* **RAW DATA**:
******************************

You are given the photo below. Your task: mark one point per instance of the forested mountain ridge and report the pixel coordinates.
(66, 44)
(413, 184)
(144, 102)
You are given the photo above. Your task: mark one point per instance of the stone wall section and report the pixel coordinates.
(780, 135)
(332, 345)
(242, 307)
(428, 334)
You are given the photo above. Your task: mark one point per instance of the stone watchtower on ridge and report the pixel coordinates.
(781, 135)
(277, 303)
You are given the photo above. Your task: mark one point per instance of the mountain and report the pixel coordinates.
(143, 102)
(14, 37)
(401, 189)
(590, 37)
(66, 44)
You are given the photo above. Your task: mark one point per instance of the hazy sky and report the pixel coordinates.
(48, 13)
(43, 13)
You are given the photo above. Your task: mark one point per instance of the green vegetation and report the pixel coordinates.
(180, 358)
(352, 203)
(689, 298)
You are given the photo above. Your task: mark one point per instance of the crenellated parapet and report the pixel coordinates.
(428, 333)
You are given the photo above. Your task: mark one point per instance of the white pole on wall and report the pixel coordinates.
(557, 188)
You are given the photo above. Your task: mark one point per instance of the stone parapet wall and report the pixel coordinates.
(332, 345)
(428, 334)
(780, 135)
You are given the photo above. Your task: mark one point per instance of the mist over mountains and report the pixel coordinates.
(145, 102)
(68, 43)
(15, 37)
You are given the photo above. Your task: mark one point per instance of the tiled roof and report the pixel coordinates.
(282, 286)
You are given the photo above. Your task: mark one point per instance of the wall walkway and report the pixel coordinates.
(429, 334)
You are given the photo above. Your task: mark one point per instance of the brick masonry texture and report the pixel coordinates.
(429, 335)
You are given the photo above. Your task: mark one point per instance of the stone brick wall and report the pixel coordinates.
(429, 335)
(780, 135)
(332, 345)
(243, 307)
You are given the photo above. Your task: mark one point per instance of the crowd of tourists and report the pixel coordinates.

******************************

* **YOUR INSTRUCTIONS**:
Repeat the records above exactly as they appear.

* **RESPONSE FOR THIS EXERCISE**:
You are given the photo below. Your task: mark one point per instance of the forested mountain ridge and report the pixel coordinates.
(66, 44)
(413, 184)
(144, 102)
You are given the photo above. Your task: mark one point per instance of the stone wall section and report the pixel coordinates.
(780, 135)
(332, 345)
(242, 307)
(428, 334)
You are given the photo above. Your task: mark one point per instance of the stone watchtower on ridge and report the pixel coordinates.
(781, 135)
(277, 303)
You are given the photo above. Your task: mark one point per instance of the mountain and report the pixel coordinates.
(143, 102)
(14, 37)
(401, 189)
(590, 37)
(66, 44)
You are given the photo above. Your task: mark one point per instance of the hazy sky and report the pixel coordinates.
(48, 13)
(43, 13)
You are given the photo above. Your task: mark one point per instance of the green vegetation and report the pixel coordinates.
(180, 358)
(352, 203)
(689, 298)
You are given the photo above. Your task: mark one point per instance of the crenellated parapet and report the pixel coordinates.
(428, 333)
You are given the photo above. Your task: mark one point per instance of the white pole on wall and report the pixel coordinates.
(557, 188)
You are given the photo above. Your task: mark one point per instance of the stone parapet wall and report the pixel coordinates.
(332, 345)
(428, 334)
(780, 135)
You are given the photo above. Your task: mark one point per instance of the mist over mountains and report the pixel coordinates.
(145, 102)
(68, 43)
(15, 37)
You are given the photo above. Your task: mark one point per instance of the tiled roof and report the pixel coordinates.
(282, 286)
You are given the photo above. Your task: mark one point per instance of the wall walkway and report the pixel coordinates.
(429, 334)
You are given the photo above. Your task: mark one point per instance of the brick masonry texture and report the pixel coordinates.
(429, 335)
You are given the photo above. Your task: mark one point per instance of the stone brick wall and report the pixel coordinates.
(429, 335)
(780, 135)
(332, 345)
(243, 307)
You are given the photo above. Your task: mark one point per instance of the crowd of tourists and report the pixel coordinates.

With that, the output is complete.